Top of Reading text

Reason for dismissal

Jocic v London Borough of Hammersmith and Fulham UKEAT/0194/07/LA
The EAT reviews the authorities in cases where the reason found for the dismissal by the Employment Tribunal is different from that put forward by the employer and holds that the relevant principles are those set out in Hannan v TNT-PIEC (UK) Limited [1986] IRLR 165. If the difference between the reason relied upon by the employer and the reason found by the Tribunal, which was not formally raised at the hearing, goes to facts and substance and there would or might have been some substantial or significant difference in the way in which the hearing was conducted or in the material which would have been put before the Tribunal, then the Tribunal's substitution of the reason for the dismissal cannot stand; but otherwise such change should be seen as one of re-labeling which does not significantly affect the investigation before the Tribunal and therefore the Tribunal's substitution can stand.

Constructive dismissal

MYA Consulting Ltd v Johnson UKEAT/0306/07/DM
The Employment Tribunal correctly held that the Respondent company was liable for the acts of the Managing Director's husband and so for breach of the fundamental term of trust and confidence caused by his acts. Moores v Bude Stratton Town Council [2000] IRLR 676 applied.

Contributory conduct

Sinclair v Wandsworth Council UKEAT/0145/07/DM
The Employment Tribunal erred in holding that the Claimant had not contributed to his dismissal as the misconduct related to alcohol and he was an alcoholic. The EAT held that where the Disability Discrimination Act 1995 does not apply, it cannot be said that totally unacceptable conduct in an employment context (or in a criminal context) can be excused by reference to a background or underlying illness.

Disability Discrimination

The Environment Agency v Rowan UKEAT/0060/07/DM
An Employment Tribunal considering a claim that an employer has discriminated against an employee under section 3A(2) Disability Discrimination Act 1995 by failing to comply with the section 4A duty must identify: (a) the provision, criterion or practice applied by or on behalf of an employer, or (b) the physical feature of premises occupied by the employer, (c) the identity of non-disabled comparators (where appropriate) and (d) the nature and extent of the substantial disadvantage suffered by the Claimant.

Mid-Devon District Council v Stevenson UKEAT/0196/07/LA
The Employment Tribunal had erred in failing to allow the employer to instruct its own expert. While such decisions can only be interfered with on Wednesbury grounds i.e. misapprehension as to the facts, taking into account irrelevant matters, failing to take into account relevant matters or reaching a decision which no reasonable Tribunal could reach, in this case it was one which no reasonable Tribunal could have reached.

Bottom of Reading text

(Problem set)
1 – Answer these questions from the case summaries:
(a) According to the EAT in Jocic v London Borough of Hammersmith and Fulham, which authority sets out the relevant principles?
(b) Which case was applied in MYA Consulting Ltd v Johnson?
(c) In Mid-Devon District Council v Stevenson, what had the Employment Tribunal failed to allow the employer to do?
2 – Print everything in the case summaries from "MYA Consulting Ltd" down to "or underlying illness.".

Top of Extracted information

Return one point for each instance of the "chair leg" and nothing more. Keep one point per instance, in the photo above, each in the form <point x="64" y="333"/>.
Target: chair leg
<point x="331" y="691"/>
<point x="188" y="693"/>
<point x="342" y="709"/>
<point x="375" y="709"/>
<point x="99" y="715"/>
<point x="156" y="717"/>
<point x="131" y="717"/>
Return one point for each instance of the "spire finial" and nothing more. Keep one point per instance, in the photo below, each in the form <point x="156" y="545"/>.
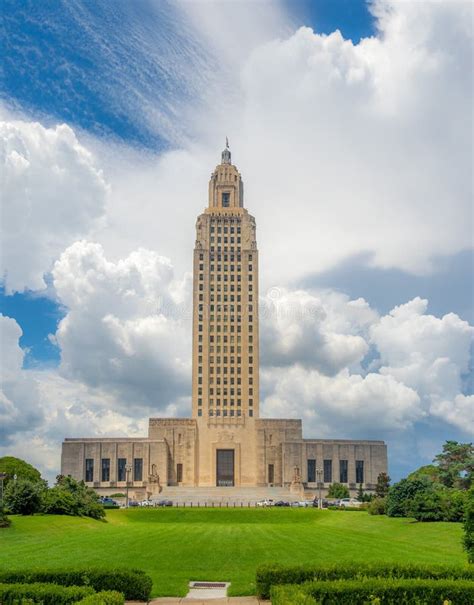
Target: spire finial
<point x="226" y="158"/>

Bottom of Extracted information

(Results)
1 –
(a) Hannan v TNT-PIEC (UK) Limited [1986] IRLR 165.
(b) Moores v Bude Stratton Town Council [2000] IRLR 676.
(c) Instruct its own expert.

2 –
MYA Consulting Ltd v Johnson UKEAT/0306/07/DM
The Employment Tribunal correctly held that the Respondent company was liable for the acts of the Managing Director's husband and so for breach of the fundamental term of trust and confidence caused by his acts. Moores v Bude Stratton Town Council [2000] IRLR 676 applied.

Contributory conduct

Sinclair v Wandsworth Council UKEAT/0145/07/DM
The Employment Tribunal erred in holding that the Claimant had not contributed to his dismissal as the misconduct related to alcohol and he was an alcoholic. The EAT held that where the Disability Discrimination Act 1995 does not apply, it cannot be said that totally unacceptable conduct in an employment context (or in a criminal context) can be excused by reference to a background or underlying illness.